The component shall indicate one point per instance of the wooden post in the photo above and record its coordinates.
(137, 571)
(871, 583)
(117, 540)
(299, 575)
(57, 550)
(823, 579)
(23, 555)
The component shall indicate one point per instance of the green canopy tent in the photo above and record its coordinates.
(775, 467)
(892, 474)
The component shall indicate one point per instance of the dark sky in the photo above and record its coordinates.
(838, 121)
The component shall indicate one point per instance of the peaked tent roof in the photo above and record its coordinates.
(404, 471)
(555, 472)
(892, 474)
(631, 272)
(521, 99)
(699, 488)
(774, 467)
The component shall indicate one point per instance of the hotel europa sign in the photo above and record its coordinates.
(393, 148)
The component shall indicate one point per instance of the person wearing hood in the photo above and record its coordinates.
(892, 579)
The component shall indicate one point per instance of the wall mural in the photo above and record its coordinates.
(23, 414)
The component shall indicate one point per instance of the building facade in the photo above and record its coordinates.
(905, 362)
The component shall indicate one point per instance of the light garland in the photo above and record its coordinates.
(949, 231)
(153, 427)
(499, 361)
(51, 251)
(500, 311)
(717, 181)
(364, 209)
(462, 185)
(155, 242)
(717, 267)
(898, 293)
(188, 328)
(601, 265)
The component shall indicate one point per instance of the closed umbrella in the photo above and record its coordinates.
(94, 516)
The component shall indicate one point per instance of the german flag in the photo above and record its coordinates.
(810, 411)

...

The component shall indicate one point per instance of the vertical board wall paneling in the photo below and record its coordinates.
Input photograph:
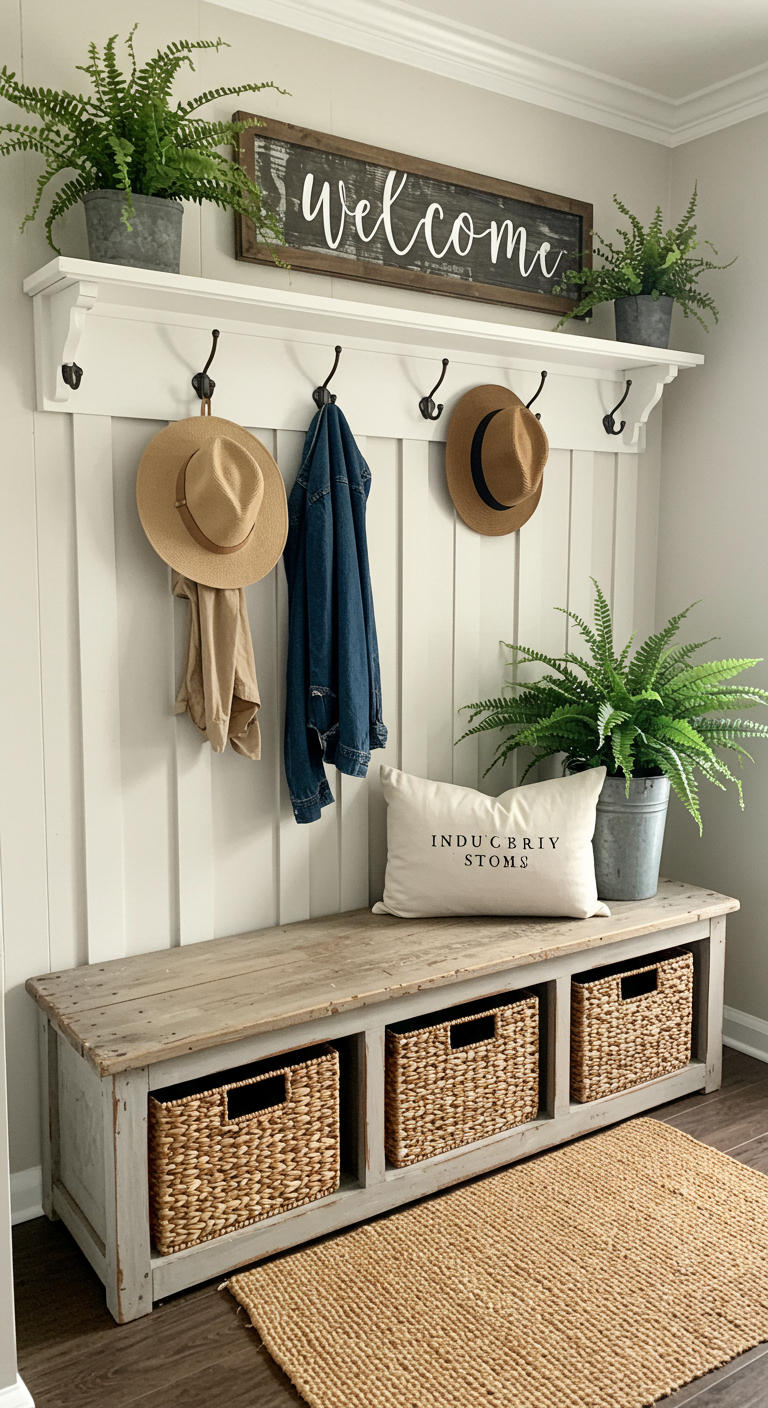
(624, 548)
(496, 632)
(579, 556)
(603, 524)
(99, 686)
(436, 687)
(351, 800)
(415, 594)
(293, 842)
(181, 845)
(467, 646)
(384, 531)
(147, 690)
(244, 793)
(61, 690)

## To be done
How many lines in the items above contain the string "tent"? Case counts. Reply with the number only.

## Correct result
2